• Text provided
=== Begin Enclosure ===

Zucker insisted that doing this film-inspired content isn’t CNN shilling for its movies, explaining that the subjects of the documentaries are “exactly what we should be talking about on CNN.”
For instance, in the case of Ivory Tower, Zucker said, “The cost of college education, is it worth it, is one of the most important topics in education today. That’s a topic that we would be doing, should be doing, regardless of whether we have Ivory Tower. The fact that we have Ivory Tower only adds to and enhances that.” Entelis noted that CNN’s business correspondent is doing a multi-part series about the solutions to college debt that touches on some of the same issues the film explores without being repetitive.
“It really broadens the whole subject and treats it in a way that in the course of the normal coverage on our programs we wouldn’t really have the opportunity to do,” she said. “The film is actually the centerpiece of it…We can create conversations that go in all different directions that actually add value to the subject.”
Still, Zucker didn’t apologize for promoting the film in CNN’s news programs.
“We are also a commercial enterprise. Just like all the filmmakers here want people to see their films, that’s why we make them,” he said. “We want people to watch these films as well, so we promote the films through that news program. I don’t think that lessens the impact in any way. Frankly, it enhances it. It’s one of the things that I think makes it really worthwhile for filmmakers to have their films here on CNN.”
And the process goes the other way, with documentary filmmakers able to delve deep into the issues and larger story behind a news item that quickly works its way through the 24-hour news cycle, which Malhotra said was the case with Blackfish, as the story of the death of a Sea World trainer was gone from breaking news coverage after two days, but Blackfish director Gabriela Cowperthwaite was able to spend two years “unraveling a 30-year story of animal abuse and corporate malfeasance,” Malhotra said.
But that doesn’t mean that CNN quickly creates documentaries about hot-button issues. For instance, its latest title, Pandemic, which was announced earlier in the day on Thursday, about the risks and progress in the battle against Ebola and other infectious diseases was already in the works for a year, Zucker insisted.

=== End Enclosure ===

• Required actions
1) In the passage about CNN's documentary films, how long had Pandemic already been in the works, according to Zucker?
2) Resume the passage about CNN's documentary films, starting after its final sentence.

(Extracted data entries)
=== Begin Enclosure ===

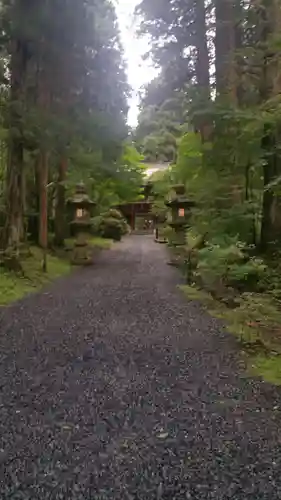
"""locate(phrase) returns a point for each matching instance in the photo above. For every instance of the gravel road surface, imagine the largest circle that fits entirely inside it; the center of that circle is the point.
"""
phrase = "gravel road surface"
(113, 386)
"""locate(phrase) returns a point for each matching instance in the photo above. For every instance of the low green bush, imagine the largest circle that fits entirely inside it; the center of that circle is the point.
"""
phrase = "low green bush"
(110, 224)
(228, 263)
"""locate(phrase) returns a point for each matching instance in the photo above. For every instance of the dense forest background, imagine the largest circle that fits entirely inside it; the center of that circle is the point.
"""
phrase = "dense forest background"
(214, 110)
(212, 113)
(63, 117)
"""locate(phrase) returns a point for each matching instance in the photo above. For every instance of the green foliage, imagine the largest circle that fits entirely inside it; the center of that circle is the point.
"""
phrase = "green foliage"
(14, 287)
(110, 224)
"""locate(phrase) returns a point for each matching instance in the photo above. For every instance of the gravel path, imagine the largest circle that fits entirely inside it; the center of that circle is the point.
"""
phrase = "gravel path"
(112, 386)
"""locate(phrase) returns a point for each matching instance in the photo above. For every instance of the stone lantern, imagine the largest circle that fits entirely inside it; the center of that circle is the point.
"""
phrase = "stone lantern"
(180, 213)
(81, 206)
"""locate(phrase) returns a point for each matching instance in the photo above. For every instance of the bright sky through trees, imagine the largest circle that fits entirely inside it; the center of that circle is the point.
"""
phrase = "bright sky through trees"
(139, 71)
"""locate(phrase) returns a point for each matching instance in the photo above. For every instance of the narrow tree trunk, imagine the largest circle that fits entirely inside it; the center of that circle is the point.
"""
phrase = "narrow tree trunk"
(270, 23)
(60, 204)
(43, 194)
(14, 230)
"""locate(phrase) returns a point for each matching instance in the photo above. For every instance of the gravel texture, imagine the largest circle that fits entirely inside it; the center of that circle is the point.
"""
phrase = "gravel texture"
(114, 387)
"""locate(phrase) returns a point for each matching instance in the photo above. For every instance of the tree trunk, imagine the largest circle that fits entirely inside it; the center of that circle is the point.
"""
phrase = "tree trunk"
(60, 204)
(202, 67)
(270, 22)
(227, 36)
(43, 219)
(14, 230)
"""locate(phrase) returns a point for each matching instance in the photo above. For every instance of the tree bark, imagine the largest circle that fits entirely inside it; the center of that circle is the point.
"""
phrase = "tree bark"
(270, 24)
(202, 67)
(14, 230)
(60, 204)
(43, 196)
(227, 36)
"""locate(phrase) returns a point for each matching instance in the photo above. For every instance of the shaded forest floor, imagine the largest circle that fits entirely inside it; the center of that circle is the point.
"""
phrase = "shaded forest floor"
(14, 286)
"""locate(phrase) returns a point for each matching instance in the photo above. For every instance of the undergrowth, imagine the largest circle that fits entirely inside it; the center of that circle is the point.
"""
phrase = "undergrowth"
(256, 323)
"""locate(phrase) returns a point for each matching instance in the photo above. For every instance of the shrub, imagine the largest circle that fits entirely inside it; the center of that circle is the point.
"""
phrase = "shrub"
(229, 265)
(110, 224)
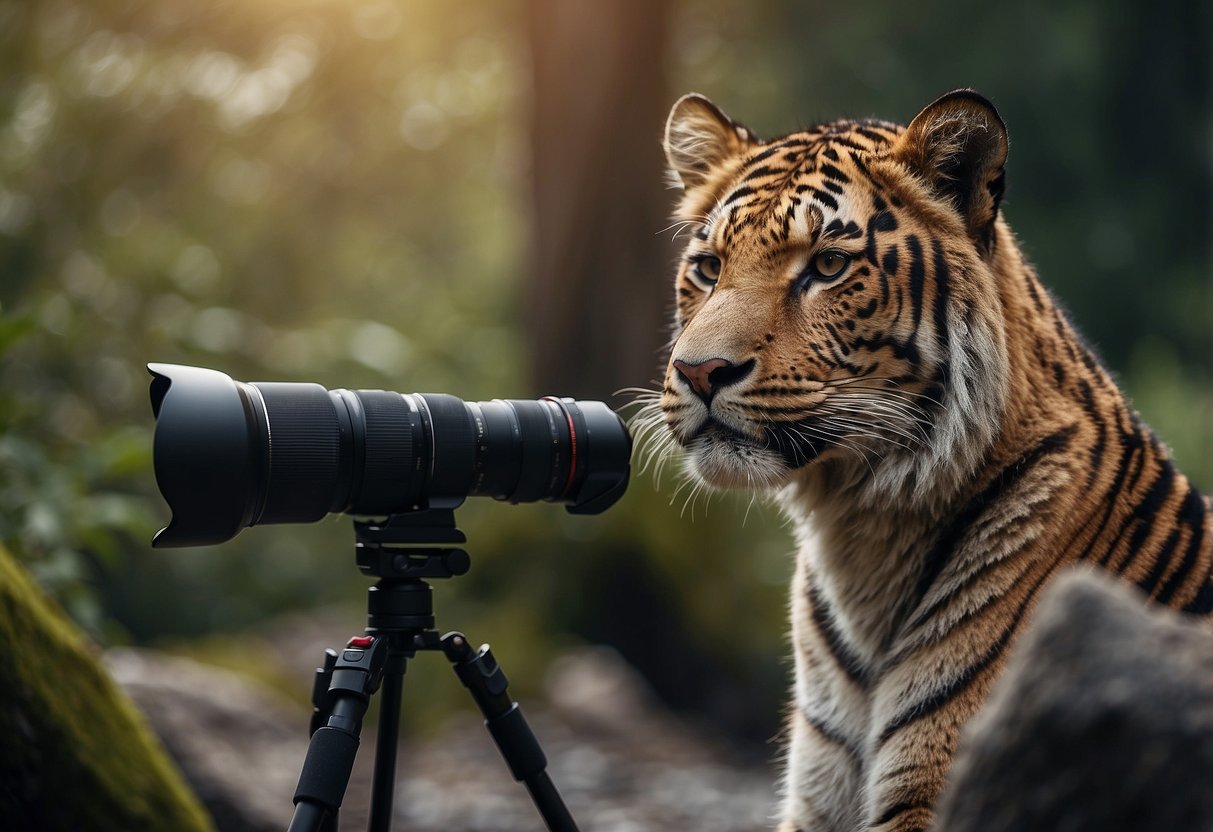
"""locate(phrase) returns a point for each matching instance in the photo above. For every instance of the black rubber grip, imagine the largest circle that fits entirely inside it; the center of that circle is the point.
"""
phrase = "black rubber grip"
(305, 443)
(391, 461)
(330, 758)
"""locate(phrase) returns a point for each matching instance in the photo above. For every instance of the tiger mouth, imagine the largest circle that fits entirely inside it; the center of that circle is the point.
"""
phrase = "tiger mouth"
(728, 457)
(787, 440)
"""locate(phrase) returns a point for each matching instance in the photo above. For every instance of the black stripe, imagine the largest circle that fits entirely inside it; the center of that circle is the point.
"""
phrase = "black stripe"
(1143, 514)
(900, 809)
(889, 262)
(1146, 511)
(1097, 450)
(1132, 445)
(832, 735)
(943, 289)
(917, 278)
(1192, 516)
(832, 172)
(1161, 559)
(842, 654)
(744, 191)
(941, 552)
(968, 676)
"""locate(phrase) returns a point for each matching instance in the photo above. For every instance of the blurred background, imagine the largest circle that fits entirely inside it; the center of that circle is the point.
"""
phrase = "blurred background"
(468, 198)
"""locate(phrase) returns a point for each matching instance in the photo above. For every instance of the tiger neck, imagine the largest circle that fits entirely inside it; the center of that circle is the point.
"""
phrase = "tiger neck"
(866, 550)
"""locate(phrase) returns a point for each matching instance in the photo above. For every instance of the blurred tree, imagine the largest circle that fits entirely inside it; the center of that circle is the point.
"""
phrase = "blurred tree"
(597, 302)
(339, 192)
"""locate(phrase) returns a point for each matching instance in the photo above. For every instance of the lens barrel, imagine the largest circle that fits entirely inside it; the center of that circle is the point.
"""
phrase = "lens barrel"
(231, 454)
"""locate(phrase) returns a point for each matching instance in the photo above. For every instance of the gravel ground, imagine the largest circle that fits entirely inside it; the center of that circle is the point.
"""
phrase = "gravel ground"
(621, 762)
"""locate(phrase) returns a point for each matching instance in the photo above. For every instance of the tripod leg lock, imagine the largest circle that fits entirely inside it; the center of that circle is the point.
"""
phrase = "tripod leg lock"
(483, 676)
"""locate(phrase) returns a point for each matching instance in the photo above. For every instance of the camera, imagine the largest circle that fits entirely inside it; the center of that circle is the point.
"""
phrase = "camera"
(232, 454)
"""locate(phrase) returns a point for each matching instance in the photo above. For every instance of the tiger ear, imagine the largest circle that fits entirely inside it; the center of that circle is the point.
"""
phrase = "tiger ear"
(958, 144)
(699, 136)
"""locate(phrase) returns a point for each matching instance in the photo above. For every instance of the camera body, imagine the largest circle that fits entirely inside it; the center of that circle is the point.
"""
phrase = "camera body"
(232, 454)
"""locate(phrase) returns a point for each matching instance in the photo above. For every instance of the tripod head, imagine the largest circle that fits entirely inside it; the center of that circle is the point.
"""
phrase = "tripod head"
(413, 545)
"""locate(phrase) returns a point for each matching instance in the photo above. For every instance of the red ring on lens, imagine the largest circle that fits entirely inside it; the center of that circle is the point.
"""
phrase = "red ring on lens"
(573, 442)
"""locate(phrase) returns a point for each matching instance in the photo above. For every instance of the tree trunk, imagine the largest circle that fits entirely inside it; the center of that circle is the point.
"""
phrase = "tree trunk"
(596, 305)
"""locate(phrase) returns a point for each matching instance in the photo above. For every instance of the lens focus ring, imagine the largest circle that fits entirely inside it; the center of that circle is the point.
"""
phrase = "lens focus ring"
(303, 450)
(389, 456)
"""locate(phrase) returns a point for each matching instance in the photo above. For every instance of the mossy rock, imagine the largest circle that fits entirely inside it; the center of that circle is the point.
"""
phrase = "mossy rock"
(74, 751)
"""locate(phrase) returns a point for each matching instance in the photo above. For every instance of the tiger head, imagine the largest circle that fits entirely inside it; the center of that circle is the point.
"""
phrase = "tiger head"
(838, 306)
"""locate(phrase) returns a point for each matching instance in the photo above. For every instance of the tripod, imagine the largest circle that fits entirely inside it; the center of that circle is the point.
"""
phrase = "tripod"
(402, 553)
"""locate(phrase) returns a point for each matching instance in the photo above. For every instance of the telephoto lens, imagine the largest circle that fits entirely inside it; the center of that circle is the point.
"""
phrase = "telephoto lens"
(232, 454)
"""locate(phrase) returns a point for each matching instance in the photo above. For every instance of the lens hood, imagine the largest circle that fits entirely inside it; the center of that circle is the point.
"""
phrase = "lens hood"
(209, 454)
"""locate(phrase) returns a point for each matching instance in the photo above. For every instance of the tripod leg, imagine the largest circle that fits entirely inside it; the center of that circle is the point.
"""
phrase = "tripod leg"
(352, 678)
(387, 739)
(480, 674)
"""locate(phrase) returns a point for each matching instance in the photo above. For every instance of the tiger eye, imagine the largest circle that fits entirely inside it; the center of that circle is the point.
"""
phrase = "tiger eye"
(708, 269)
(830, 263)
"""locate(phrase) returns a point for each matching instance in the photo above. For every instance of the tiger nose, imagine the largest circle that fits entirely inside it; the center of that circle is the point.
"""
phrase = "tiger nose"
(710, 376)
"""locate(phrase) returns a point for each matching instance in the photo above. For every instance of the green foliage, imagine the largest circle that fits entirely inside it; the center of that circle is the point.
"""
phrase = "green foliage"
(69, 730)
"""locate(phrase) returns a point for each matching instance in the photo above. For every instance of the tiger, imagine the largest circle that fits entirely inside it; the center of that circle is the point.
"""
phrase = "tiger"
(859, 336)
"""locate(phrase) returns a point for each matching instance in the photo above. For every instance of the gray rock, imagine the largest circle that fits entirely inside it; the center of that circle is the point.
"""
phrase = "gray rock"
(1103, 722)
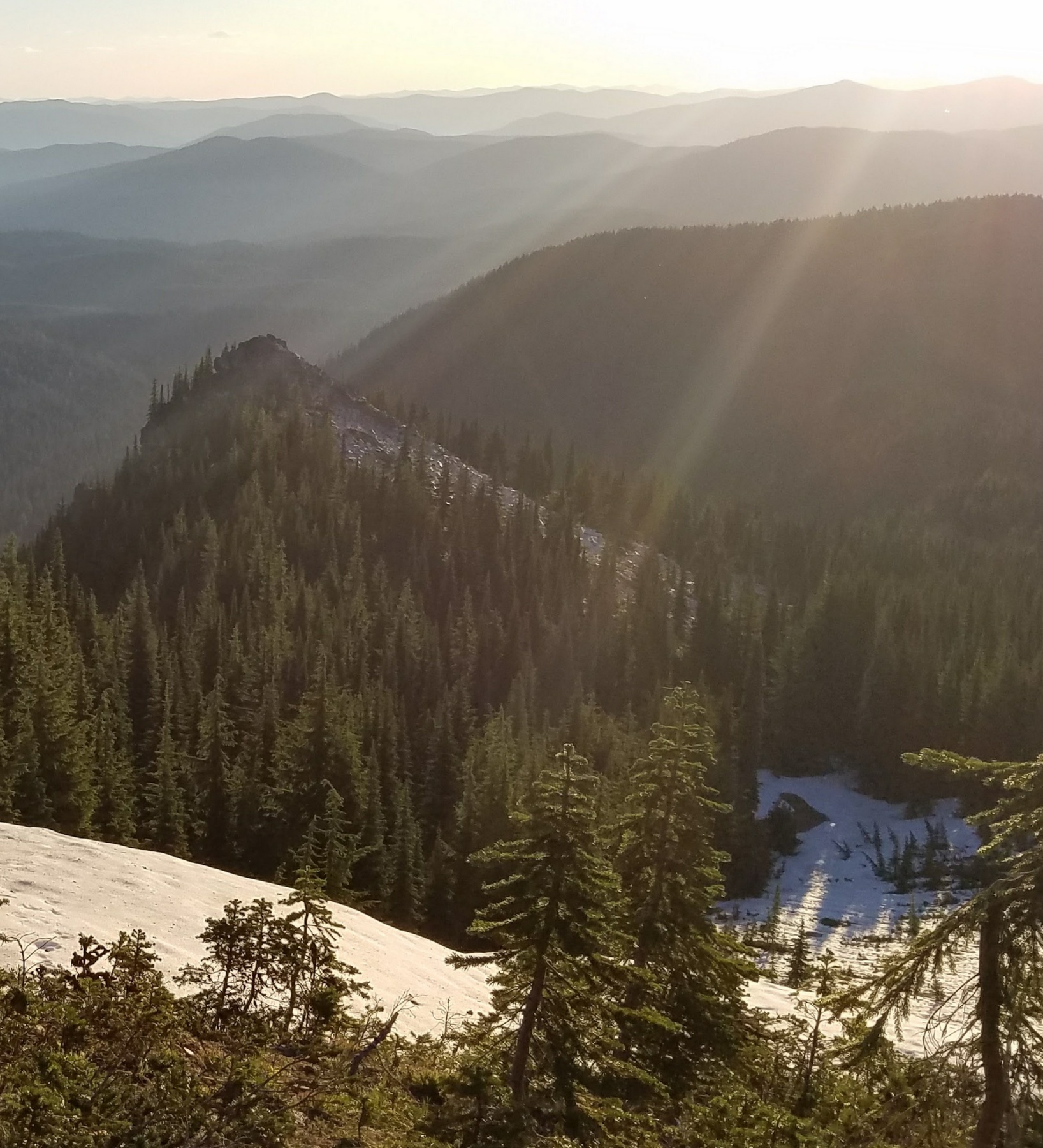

=== End Enclosure ===

• Answers to the problems
1) A year.

2)
“It’s not just something that because ‘fear-bola’ is out there all of a sudden, we wanted to crash a film on that,” he said.
Pandemic director Janet Tobias was at the lunch, with Malhotra explaining that she already has a team shooting in West Africa and will soon go over there.
“We are both excited and cautious about her trip,” he said.
Malhotra also teased two other upcoming titles: Fresh Dressed, directed by former Vibe writer-editor Sacha Jenkins, which traces the evolution of hip hop and style, and the untitled college sex crimes doc from the team behind Oscar-nominated doc The Invisible War, about rape in the military, which CNN announced at the end of October that it had partnered with Radius on. Both titles are set to premiere at a film festival early next year followed by a theatrical release and CNN premiere later in 2015.
But CNN Films has no plans to expand from documentaries into narrative or scripted feature films, Zucker insisted, despite reports that might have indicated otherwise.
After explaining that his response at an L.A. event, in which he said there were no plans to make scripted films but “I wouldn’t rule anything out,” led to an array of articles claiming CNN was open to making fictional movies, Zucker clarified that there were not then nor are there now any plans to make scripted films.
He ended his remarks at the lunch with a final defense of CNN.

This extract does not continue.